Si la poesía es palabra emocionada, capaz de suscitar los sentimientos más nobles, la verdad, la belleza y el bien, convierten esta oración en momento en sublime.

        En esta tercera parte nos acercamos, como en las celebraciones sacrificiales antiguas, al momento en que los fieles somos invitados a participar en la comunión de la víctima pascual sacrificada. Las palabras de Cristo: “el que coma de este pan vivirá para siempre”, centran la tercera parte de la misa. El pan y el vino consagrados por el sacerdote se han transustanciado en el cuerpo y la sangre de Cristo muerto, sí, pero resucitado, vivo para nuestra vida y vivo entre nosotros para crecer en su amor.

SECCIÓN DE DATOS.
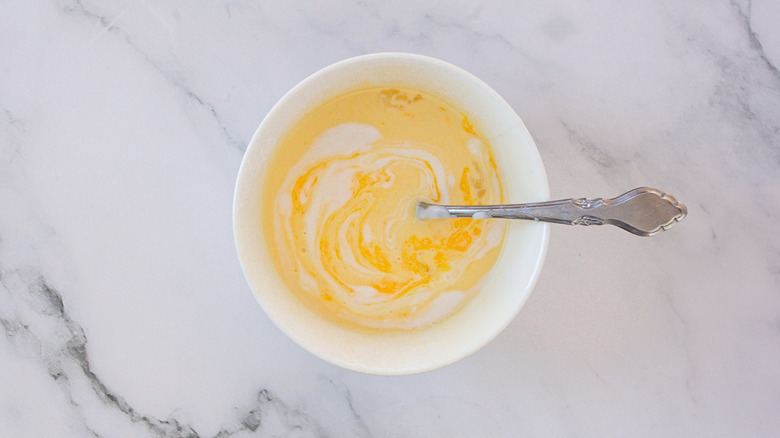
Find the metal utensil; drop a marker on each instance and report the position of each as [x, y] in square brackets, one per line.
[643, 211]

TAREAS POR HACER.
[A] Reproduce sin cambios el pasaje del texto sobre la misa que va de "Si la poesía" a "momento en sublime.".
[B] Según el texto sobre la misa, ¿qué cosas convierten esta oración en momento sublime? Enuméralas todas.

RESPUESTAS DEL EJERCICIO.
[A]
Si la poesía es palabra emocionada, capaz de suscitar los sentimientos más nobles, la verdad, la belleza y el bien, convierten esta oración en momento en sublime.

[B] La verdad, la belleza y el bien.